◆ EXERCISE DETAILS ◆
Output exactly the lines from the one with "to locate macaw" through the last line of the data below, both included, and nothing more.

◆ EXERCISE INPUT ◆
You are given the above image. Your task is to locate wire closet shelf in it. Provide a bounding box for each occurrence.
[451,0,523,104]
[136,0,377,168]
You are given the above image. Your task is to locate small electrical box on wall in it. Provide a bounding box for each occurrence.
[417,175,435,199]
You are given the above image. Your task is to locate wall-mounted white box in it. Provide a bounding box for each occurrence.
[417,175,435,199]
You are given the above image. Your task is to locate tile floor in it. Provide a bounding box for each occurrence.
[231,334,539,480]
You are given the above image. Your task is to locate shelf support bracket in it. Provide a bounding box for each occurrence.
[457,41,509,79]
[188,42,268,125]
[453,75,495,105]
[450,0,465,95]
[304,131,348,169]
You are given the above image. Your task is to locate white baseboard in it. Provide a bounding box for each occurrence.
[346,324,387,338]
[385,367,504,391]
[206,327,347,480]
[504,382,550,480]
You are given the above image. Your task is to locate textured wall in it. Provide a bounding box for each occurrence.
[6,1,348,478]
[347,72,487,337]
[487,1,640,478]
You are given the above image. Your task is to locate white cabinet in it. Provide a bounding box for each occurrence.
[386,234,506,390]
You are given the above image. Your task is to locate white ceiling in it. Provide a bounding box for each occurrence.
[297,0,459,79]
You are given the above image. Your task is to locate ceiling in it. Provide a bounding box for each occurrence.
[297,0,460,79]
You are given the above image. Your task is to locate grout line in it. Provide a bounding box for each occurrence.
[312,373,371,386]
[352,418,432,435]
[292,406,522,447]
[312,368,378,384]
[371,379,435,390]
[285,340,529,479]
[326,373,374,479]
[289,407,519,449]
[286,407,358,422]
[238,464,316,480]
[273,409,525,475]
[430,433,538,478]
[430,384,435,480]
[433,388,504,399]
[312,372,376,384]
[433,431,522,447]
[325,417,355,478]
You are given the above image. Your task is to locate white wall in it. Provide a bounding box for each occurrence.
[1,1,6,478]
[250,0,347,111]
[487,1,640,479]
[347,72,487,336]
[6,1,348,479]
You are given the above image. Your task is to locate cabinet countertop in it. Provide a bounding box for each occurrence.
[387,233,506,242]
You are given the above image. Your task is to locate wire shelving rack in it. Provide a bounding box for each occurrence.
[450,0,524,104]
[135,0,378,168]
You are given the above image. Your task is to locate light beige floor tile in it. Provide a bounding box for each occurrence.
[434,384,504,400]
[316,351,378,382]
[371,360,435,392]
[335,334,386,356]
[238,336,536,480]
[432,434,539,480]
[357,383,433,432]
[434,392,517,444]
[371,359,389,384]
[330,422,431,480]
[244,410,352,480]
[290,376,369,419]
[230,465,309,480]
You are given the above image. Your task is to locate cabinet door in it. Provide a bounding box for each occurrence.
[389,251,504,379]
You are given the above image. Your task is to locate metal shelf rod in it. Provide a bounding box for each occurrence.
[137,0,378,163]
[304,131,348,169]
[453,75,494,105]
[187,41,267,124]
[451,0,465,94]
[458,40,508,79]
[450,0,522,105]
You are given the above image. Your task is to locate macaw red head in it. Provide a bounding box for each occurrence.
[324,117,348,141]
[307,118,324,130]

◆ RESULT BELOW ◆
You are given the above image. Your task is to locate macaw red head in it. Provide a bounding box for each occurrence.
[324,117,348,141]
[307,118,324,130]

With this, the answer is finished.